[Stored items]
+++++

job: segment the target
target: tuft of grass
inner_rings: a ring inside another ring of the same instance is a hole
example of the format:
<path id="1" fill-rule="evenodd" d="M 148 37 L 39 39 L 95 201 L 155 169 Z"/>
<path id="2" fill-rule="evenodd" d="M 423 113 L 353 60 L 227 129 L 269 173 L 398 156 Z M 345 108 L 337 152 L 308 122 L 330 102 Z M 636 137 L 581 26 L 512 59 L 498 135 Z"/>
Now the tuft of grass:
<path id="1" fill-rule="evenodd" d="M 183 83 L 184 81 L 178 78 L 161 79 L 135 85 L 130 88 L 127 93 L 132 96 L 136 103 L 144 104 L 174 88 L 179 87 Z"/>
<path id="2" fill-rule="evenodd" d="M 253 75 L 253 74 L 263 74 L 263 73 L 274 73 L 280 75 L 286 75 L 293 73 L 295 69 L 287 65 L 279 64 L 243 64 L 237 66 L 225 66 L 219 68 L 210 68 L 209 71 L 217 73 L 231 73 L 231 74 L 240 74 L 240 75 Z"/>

+++++

**ABOUT THIS TASK:** Reproduce the records above exactly, from the first line through the line containing "423 113 L 353", and output nothing else.

**REPLY:**
job: segment the target
target: tuft of grass
inner_rings: a ring inside another ring of the same instance is a hole
example of the format:
<path id="1" fill-rule="evenodd" d="M 148 37 L 39 39 L 95 201 L 155 169 Z"/>
<path id="2" fill-rule="evenodd" d="M 423 113 L 353 60 L 227 129 L 269 173 L 398 156 Z M 345 108 L 337 152 L 308 122 L 330 102 Z M 636 137 L 581 26 L 512 59 L 498 135 Z"/>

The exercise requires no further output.